ACTIVITY:
The task calls for the lines below from the line with "[(353, 263), (435, 250), (451, 162)]" to the line with "[(90, 571), (461, 573), (235, 891), (693, 746)]", both ends included, copied exactly, without any pictures.

LISTED ENTRIES:
··········

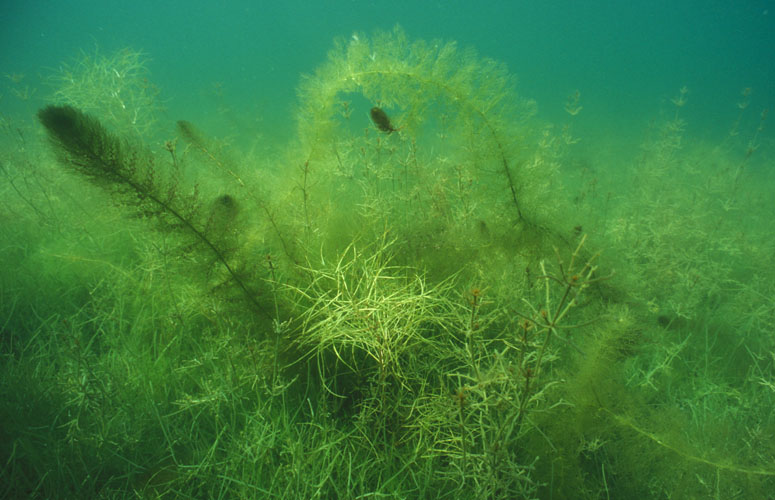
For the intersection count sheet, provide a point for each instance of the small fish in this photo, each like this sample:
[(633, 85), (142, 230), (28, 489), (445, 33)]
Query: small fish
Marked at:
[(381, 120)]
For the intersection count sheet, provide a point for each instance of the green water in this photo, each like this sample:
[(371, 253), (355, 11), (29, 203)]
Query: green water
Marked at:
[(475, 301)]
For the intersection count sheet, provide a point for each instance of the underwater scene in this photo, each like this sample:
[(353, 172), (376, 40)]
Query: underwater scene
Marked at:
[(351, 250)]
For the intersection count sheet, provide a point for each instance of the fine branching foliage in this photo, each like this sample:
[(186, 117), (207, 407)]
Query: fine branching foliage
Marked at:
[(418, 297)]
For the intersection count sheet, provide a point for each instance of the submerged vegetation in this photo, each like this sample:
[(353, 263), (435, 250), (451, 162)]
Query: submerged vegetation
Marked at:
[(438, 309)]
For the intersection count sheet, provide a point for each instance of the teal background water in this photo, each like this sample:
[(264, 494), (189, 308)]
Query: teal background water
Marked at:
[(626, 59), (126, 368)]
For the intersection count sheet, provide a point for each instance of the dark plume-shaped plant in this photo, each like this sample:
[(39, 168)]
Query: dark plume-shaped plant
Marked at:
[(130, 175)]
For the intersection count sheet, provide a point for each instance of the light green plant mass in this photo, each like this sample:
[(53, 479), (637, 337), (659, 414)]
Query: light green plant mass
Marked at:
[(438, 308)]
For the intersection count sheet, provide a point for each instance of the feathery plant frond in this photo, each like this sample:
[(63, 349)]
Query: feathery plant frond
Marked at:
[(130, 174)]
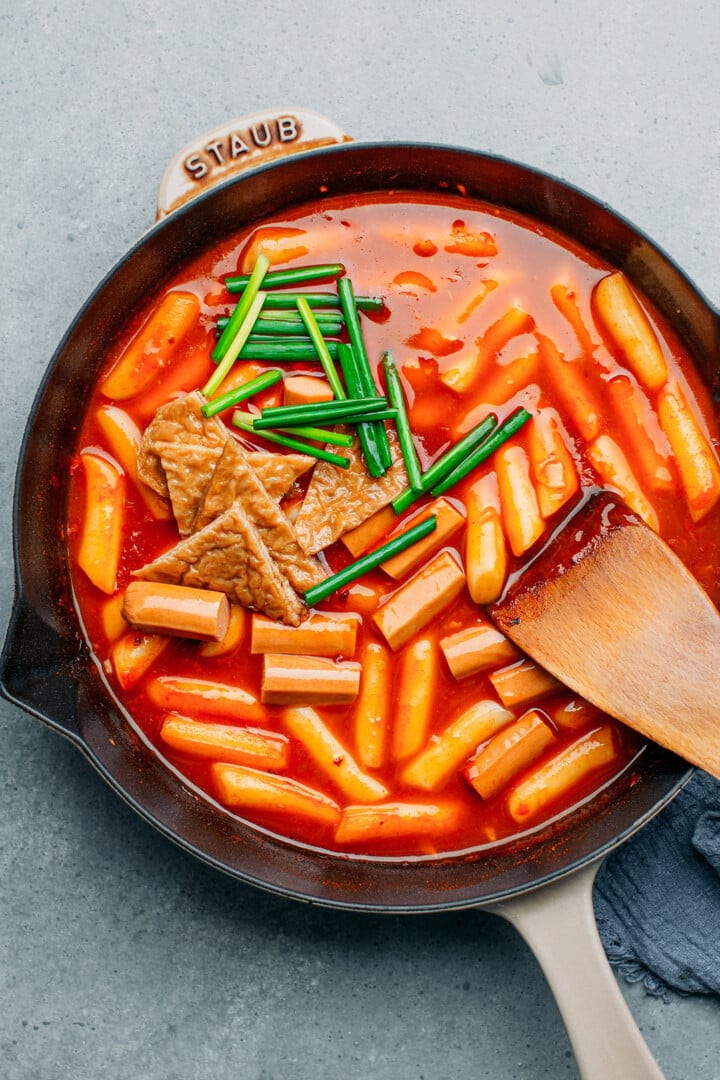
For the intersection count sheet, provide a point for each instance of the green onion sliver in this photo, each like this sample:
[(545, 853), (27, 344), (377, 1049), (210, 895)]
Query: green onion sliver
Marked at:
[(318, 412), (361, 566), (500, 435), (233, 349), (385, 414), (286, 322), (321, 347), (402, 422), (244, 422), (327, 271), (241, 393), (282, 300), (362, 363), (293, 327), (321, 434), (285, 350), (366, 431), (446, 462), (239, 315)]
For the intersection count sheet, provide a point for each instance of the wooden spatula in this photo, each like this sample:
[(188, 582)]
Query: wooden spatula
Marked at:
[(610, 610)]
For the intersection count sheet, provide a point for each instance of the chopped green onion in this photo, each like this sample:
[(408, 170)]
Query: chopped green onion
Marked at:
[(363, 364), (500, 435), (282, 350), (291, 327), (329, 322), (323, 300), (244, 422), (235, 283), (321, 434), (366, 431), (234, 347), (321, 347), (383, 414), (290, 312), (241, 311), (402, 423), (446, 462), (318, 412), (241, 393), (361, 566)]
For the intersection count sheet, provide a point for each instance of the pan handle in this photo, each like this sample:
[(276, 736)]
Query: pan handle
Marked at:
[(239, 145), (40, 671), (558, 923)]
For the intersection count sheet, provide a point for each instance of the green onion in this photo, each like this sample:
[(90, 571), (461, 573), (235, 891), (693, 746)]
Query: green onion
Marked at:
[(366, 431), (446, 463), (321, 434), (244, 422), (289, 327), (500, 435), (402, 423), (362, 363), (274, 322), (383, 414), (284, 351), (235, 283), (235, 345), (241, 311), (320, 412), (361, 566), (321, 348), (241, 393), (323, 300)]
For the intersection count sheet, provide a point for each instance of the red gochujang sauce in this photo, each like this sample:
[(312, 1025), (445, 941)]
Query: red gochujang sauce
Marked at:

··········

RESULT OF THIS EXERCISE:
[(353, 263), (435, 250), (451, 162)]
Query: submerged vegetation
Marked at:
[(438, 309)]
For the intersection count sheet, provide a point for each instance of the teal background water in this photo, each like this sample:
[(264, 494), (189, 308)]
Query: teal background water
Marked at:
[(626, 59), (126, 368)]
For the intersection count sheet, provide a point for each instance of the dark plume-shaped plant in this photo, each like this sample:
[(39, 168)]
Query: dark plume-shaped plant
Marked at:
[(130, 175)]
For the intersection count sheet, provide a point for each instance of the light green plant mass in this photo, each like this sample:
[(53, 479), (637, 337), (659, 414)]
Query: light green plant mass
Marked at:
[(438, 308)]
For the intersection count sheet, provide a point for each instance of the feathery plant frond in this photo, each like this sample:
[(63, 349)]
Query: feathery plant frond
Marked at:
[(130, 174)]
For the intersection count sheet, provide a point for each instance of the green onion sliver in this photo, each like this sample:
[(545, 853), (27, 344), (377, 1049), (210, 895)]
Query: green onion sliver
Marked at:
[(318, 412), (361, 566), (500, 435), (233, 349), (385, 414), (286, 322), (321, 347), (402, 422), (244, 422), (327, 271), (241, 393), (282, 300), (362, 363), (293, 327), (321, 434), (285, 350), (366, 431), (446, 462), (239, 315)]
For the intersection count sheet, provide a point for each instance of the wooden spatula in this photo, each like this sample:
[(188, 582)]
Query: wooden spatula
Marked at:
[(610, 610)]
For the intersection count sheet, provide a point for each instance of the chopped green onion in this photo, each like this sample:
[(408, 170)]
Query: chopped green onion
Marked at:
[(363, 364), (500, 435), (282, 350), (291, 327), (329, 322), (323, 300), (244, 422), (235, 283), (321, 434), (366, 431), (234, 347), (321, 347), (383, 414), (290, 312), (241, 311), (402, 423), (446, 462), (318, 412), (241, 393), (361, 566)]
For the intersection count sheet, provide a point for each instance of the pan handle in this photo, each like this sample:
[(276, 736)]
Query: pan handle
Marked at:
[(239, 145), (40, 671), (558, 923)]
For the intersection count sheet, provide a point for each instance of the green onion in this photo, each like this sample:
[(90, 571), (461, 573), (235, 891), (693, 746)]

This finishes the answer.